(Source information begins)
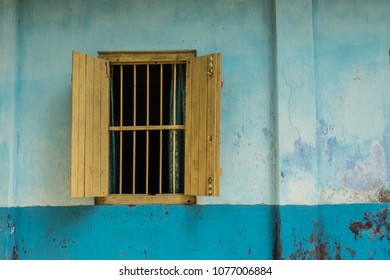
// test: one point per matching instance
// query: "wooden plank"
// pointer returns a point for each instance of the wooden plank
(188, 130)
(202, 126)
(147, 56)
(213, 124)
(96, 161)
(194, 145)
(104, 123)
(75, 124)
(202, 114)
(147, 199)
(89, 143)
(217, 142)
(211, 128)
(81, 128)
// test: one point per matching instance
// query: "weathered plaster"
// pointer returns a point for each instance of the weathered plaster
(8, 92)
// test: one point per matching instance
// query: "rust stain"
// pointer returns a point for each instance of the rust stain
(352, 252)
(375, 224)
(15, 252)
(338, 251)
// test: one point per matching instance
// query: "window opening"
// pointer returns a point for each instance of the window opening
(147, 104)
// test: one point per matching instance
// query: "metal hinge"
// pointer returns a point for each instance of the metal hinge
(210, 182)
(107, 69)
(210, 63)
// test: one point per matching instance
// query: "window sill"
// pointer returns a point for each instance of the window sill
(146, 199)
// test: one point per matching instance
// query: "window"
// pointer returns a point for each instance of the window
(145, 126)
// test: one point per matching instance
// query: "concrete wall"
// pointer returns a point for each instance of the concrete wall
(305, 130)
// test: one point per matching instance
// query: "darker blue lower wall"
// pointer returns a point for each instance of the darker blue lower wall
(356, 231)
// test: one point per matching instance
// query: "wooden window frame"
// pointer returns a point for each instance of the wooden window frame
(202, 126)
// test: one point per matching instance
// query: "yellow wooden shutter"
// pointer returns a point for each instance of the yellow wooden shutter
(90, 123)
(202, 125)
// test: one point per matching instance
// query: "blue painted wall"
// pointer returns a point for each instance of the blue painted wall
(305, 169)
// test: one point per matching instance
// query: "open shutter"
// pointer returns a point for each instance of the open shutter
(202, 125)
(90, 123)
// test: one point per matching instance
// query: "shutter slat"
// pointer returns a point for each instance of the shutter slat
(202, 125)
(90, 115)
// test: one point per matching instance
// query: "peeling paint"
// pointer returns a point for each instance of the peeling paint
(376, 225)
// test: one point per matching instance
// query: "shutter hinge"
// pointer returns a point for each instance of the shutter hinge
(210, 62)
(210, 187)
(107, 69)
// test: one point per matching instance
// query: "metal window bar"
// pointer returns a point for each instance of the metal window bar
(134, 124)
(147, 131)
(121, 132)
(172, 129)
(174, 133)
(161, 131)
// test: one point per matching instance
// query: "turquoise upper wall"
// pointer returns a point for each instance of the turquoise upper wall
(353, 100)
(8, 93)
(50, 30)
(305, 103)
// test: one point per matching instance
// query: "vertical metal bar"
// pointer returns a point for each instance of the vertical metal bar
(161, 132)
(121, 132)
(174, 132)
(135, 123)
(147, 132)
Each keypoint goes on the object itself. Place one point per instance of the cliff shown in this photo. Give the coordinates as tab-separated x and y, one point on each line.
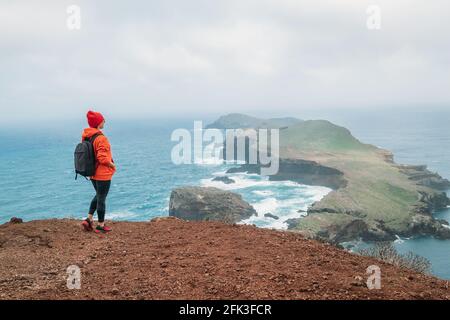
169	258
370	190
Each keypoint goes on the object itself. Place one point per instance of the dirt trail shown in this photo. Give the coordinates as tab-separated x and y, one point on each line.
173	259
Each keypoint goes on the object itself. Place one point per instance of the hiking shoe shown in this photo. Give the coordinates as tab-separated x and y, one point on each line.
104	229
87	225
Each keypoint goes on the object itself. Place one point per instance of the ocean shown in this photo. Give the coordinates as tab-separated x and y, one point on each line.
37	178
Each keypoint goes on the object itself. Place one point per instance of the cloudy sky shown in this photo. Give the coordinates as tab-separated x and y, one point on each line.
177	57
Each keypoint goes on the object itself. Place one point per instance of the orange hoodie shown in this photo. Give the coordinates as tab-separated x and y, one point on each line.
102	150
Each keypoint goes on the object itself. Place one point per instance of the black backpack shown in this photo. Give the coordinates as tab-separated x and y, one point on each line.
84	157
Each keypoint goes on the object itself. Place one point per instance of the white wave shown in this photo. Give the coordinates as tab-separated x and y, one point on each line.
398	240
263	192
268	205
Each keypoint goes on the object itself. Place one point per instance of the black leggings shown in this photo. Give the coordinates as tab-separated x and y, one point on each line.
98	202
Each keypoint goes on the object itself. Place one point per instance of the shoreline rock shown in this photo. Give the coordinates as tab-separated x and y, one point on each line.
224	179
208	204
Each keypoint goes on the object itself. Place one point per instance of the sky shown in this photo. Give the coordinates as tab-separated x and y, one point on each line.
175	58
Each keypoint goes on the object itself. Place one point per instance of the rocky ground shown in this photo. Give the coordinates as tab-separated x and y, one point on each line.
173	259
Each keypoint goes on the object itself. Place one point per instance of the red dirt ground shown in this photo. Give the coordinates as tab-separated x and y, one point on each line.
174	259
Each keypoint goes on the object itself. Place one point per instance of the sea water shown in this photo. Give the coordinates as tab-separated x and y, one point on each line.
37	178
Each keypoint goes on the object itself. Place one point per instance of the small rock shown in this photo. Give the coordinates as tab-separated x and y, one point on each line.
15	220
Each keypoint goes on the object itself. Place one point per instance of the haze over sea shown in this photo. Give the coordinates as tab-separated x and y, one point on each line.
37	178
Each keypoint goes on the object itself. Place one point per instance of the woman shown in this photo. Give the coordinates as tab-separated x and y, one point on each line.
105	169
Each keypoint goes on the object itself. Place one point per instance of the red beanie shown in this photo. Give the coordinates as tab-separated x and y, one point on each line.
94	119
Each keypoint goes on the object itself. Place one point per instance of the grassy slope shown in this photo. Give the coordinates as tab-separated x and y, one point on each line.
376	188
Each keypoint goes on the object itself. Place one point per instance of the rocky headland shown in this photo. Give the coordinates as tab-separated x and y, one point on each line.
373	197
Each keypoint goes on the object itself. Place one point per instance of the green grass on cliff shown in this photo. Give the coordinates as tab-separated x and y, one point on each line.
320	135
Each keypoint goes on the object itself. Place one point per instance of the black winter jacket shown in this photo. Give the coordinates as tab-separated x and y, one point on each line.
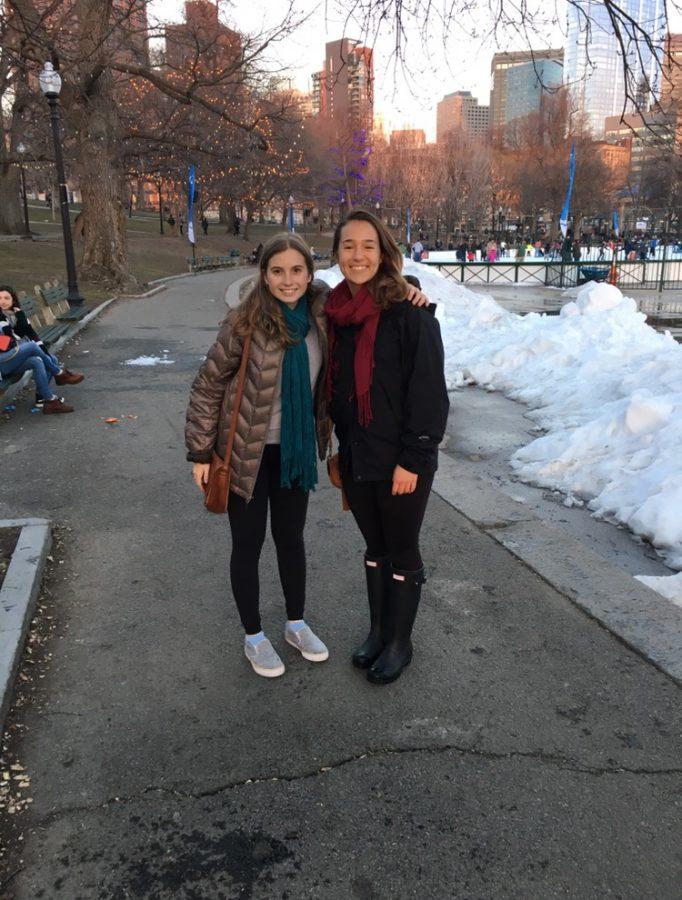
21	329
408	396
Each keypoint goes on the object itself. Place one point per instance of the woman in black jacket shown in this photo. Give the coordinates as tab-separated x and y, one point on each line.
389	405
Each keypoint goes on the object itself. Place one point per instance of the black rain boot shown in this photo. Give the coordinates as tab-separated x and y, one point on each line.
403	602
378	586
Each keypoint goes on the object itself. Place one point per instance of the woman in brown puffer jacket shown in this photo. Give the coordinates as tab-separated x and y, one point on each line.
282	418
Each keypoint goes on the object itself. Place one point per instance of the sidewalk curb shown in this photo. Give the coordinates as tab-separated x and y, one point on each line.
636	615
18	599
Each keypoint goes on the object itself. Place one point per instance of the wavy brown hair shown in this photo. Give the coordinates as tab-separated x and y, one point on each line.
388	285
259	309
13	295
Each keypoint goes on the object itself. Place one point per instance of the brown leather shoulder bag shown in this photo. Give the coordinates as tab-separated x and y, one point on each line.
217	489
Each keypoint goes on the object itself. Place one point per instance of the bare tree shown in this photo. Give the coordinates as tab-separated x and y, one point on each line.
98	48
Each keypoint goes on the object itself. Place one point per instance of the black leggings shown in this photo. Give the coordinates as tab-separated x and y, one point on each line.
390	525
288	508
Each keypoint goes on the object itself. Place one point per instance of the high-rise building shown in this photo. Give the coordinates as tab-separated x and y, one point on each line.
671	88
528	84
344	90
594	64
201	43
649	134
520	78
408	138
460	111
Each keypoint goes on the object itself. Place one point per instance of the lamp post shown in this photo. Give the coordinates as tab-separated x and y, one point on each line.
290	213
51	85
21	149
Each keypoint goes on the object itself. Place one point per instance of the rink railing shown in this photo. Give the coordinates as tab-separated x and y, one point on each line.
652	274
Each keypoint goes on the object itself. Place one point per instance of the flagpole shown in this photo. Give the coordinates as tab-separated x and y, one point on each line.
190	212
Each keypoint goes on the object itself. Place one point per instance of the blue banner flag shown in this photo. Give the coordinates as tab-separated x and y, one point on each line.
190	206
563	220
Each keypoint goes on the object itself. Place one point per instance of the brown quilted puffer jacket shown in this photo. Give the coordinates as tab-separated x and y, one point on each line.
213	392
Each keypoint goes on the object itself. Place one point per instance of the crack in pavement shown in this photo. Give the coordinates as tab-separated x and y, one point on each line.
555	759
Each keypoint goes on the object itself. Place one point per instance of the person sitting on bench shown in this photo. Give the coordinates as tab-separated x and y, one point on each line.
21	350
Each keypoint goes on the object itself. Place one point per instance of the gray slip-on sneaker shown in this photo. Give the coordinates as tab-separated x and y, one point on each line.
264	658
307	643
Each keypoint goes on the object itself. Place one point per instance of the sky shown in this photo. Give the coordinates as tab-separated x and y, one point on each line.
406	96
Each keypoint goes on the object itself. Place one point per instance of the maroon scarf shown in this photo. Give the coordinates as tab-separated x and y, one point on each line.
344	309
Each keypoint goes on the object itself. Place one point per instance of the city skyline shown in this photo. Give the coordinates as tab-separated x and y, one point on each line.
401	100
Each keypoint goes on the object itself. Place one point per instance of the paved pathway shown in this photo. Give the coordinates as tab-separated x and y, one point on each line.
526	753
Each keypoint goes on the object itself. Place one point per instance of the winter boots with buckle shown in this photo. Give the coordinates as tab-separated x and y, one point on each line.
403	601
378	573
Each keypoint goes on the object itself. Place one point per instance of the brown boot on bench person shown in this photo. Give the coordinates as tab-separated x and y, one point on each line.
67	377
55	405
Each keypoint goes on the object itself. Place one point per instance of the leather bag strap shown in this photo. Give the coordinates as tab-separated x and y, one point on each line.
241	378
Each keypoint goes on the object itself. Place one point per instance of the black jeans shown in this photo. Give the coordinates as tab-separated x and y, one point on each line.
288	508
390	525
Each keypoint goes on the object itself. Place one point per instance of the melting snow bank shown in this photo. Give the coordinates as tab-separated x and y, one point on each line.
149	360
604	387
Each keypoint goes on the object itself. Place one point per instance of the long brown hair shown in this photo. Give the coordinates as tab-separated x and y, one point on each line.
388	285
259	310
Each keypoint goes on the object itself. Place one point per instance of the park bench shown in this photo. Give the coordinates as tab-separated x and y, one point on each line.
55	296
47	331
46	326
204	263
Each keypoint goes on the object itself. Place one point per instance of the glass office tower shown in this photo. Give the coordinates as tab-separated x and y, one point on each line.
593	64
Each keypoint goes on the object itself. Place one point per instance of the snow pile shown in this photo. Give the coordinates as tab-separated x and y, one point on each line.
668	586
149	360
604	387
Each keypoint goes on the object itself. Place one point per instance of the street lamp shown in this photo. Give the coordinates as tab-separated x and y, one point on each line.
21	149
291	213
51	85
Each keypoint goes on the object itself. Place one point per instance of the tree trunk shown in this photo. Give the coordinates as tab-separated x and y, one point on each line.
247	220
11	213
94	117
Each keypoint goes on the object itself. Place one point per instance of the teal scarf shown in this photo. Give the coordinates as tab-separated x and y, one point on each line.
297	440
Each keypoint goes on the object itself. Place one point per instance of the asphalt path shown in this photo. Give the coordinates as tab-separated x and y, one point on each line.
526	753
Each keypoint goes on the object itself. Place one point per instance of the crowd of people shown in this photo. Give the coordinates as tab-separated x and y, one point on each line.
567	249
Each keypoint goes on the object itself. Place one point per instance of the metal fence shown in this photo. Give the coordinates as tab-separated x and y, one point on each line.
653	274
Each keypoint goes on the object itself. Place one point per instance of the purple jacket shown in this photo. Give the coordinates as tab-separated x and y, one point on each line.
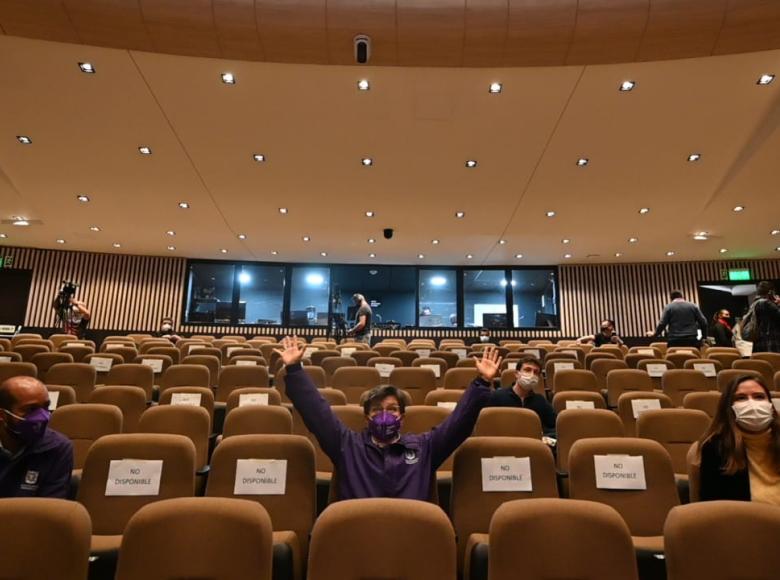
404	469
42	470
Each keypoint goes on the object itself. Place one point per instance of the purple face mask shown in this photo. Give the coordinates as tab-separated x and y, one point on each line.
384	426
29	429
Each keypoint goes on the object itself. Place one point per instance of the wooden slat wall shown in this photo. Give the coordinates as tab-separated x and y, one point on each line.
132	293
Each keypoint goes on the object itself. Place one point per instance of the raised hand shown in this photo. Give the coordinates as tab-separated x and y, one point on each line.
291	351
489	364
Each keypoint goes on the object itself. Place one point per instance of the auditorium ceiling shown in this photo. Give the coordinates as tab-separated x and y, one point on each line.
419	126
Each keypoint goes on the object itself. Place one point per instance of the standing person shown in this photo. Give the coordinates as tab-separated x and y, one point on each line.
379	461
721	328
767	312
362	329
740	452
682	321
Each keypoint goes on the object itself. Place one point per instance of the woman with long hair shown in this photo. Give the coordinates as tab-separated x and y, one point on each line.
740	452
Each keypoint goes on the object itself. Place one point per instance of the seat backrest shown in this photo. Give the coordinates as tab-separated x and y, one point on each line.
508	422
192	422
560	538
130	400
721	540
291	508
475	496
84	424
675	429
418	530
575	424
258	420
58	530
644	510
632	404
198	538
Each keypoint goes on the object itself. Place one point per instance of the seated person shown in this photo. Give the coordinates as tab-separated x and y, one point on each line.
522	394
740	452
34	461
605	335
380	461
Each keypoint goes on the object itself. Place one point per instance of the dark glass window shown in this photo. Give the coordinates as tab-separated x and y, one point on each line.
438	298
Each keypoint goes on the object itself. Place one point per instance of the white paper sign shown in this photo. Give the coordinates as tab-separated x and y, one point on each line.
435	368
101	363
620	471
188	399
707	368
384	369
639	406
562	366
656	370
134	477
252	399
260	477
246	363
506	474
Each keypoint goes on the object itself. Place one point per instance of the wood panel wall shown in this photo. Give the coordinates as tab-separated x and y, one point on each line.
132	293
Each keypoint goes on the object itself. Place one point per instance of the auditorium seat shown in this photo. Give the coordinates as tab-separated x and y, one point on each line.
84	424
110	513
722	540
418	541
472	506
130	400
631	405
44	538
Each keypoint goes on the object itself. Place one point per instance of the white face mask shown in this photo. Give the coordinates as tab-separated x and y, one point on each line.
753	415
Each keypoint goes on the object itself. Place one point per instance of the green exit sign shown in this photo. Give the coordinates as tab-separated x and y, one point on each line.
739	274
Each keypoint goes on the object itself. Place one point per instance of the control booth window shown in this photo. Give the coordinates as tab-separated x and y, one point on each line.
309	296
484	298
261	294
210	296
438	298
391	292
535	298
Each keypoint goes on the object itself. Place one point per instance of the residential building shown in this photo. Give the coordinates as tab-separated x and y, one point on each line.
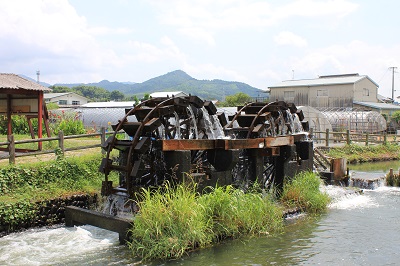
65	99
327	91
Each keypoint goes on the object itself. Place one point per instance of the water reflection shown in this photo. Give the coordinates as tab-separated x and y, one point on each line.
358	229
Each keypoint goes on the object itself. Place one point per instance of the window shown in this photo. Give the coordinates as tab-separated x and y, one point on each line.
288	96
322	93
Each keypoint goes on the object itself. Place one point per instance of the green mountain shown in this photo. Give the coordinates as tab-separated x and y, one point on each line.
178	80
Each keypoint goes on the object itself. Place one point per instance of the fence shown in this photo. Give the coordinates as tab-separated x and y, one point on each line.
328	138
12	151
320	137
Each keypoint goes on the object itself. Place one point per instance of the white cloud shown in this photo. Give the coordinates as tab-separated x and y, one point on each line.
289	38
49	35
212	17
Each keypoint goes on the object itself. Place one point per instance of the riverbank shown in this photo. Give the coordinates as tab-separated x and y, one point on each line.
355	153
35	194
173	221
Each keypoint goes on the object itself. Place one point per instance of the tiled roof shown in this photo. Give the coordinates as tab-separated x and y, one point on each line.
15	82
325	80
379	105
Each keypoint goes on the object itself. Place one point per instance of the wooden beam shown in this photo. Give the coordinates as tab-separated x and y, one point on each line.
187	144
225	144
9	121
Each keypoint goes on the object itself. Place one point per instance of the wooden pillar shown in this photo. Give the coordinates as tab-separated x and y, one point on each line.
9	121
11	149
40	118
327	137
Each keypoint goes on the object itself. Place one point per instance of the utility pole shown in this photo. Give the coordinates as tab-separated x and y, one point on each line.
393	69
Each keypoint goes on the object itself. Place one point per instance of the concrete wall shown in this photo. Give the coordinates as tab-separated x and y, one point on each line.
339	95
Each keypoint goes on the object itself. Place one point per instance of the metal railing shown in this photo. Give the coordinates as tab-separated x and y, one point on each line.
347	137
12	152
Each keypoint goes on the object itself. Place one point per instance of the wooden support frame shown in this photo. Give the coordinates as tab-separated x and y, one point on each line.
226	144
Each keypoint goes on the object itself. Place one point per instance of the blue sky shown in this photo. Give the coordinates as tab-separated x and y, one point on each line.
254	41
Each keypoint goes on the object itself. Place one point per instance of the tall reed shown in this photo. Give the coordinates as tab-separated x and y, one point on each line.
304	192
175	220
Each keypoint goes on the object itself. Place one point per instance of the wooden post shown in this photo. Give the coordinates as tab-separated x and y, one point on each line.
40	119
311	133
327	137
11	149
103	139
61	141
9	119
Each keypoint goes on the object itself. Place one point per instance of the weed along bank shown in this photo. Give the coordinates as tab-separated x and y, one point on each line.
185	177
184	159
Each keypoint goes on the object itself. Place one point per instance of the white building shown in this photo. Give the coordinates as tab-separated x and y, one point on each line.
65	99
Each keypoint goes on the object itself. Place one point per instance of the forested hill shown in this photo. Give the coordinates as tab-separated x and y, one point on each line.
178	81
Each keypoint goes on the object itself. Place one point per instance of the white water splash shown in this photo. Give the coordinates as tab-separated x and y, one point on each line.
347	199
54	246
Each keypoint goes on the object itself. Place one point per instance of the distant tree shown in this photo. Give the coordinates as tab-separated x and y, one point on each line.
146	96
132	98
239	98
93	93
117	95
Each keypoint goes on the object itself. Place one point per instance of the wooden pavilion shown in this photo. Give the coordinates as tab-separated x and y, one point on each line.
20	96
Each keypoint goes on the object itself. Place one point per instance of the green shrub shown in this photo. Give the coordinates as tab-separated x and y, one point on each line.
173	221
16	214
303	191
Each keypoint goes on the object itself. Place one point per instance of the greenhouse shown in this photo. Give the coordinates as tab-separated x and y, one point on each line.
355	120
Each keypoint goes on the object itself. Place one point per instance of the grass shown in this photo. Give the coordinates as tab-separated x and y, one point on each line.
303	192
173	221
51	179
357	154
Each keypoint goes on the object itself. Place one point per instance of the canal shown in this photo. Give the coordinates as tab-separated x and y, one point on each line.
358	229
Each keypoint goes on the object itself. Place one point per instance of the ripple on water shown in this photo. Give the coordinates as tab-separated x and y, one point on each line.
49	246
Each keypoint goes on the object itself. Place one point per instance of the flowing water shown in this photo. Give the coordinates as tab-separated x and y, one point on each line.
358	229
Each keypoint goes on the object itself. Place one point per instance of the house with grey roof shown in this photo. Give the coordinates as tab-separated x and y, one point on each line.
327	91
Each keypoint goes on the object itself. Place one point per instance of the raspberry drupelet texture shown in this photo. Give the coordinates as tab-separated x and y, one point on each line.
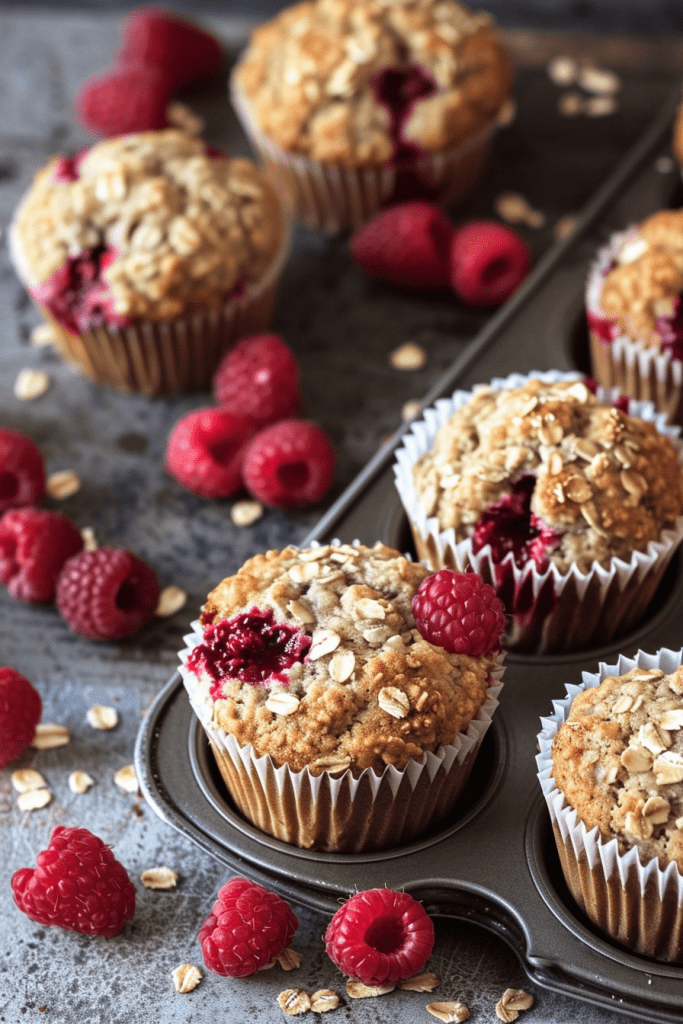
380	936
107	594
460	612
247	927
20	708
78	884
34	546
22	471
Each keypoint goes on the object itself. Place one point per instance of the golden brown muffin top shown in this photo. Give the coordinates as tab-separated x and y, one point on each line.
308	76
371	691
619	761
185	226
607	482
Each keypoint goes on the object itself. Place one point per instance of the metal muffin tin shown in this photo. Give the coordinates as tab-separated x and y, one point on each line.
(Source information ends)
About this exercise
Lines before the one containing "of the ripple" are not wanted; write out that line and every later line through the end of the data above, exactly, without pictures.

Response below
Each keypoint goes on the object itself. Place one point per instance of the ripple on water shown in this photo. Give the coordinates as tab-separated x and y, one point on each line.
49	246
Each keypoint goes on the object itself. Place one point per instance of the flowing water shown in this photo. Give the coordinates as tab-separated x and y, one point on each line.
358	229
Each keypoint goes on the object itself. Place one point per instance of the house with grey roof shown in this photo. Give the coordinates as tab-separated x and y, one point on each line.
327	91
Each keypoint goes on the object itself. Place one point per instance of the raspberry drupelet texture shown in this photo. Give the coordinates as tab-separated x and y, one point on each line.
380	936
107	594
460	612
247	927
20	708
78	884
34	546
22	471
Each keypoint goes on the object itself. Place one point per instance of the golden brown muffin top shown in this photo. Give the coordinates as tab-separated x and y, one point on each line.
308	76
371	691
619	761
185	226
607	482
Each keypoint goes on the object itself. Place one point per instance of the metal muffin tin shown in this photo. Give the coordinates as tab-separated x and y, one point on each line.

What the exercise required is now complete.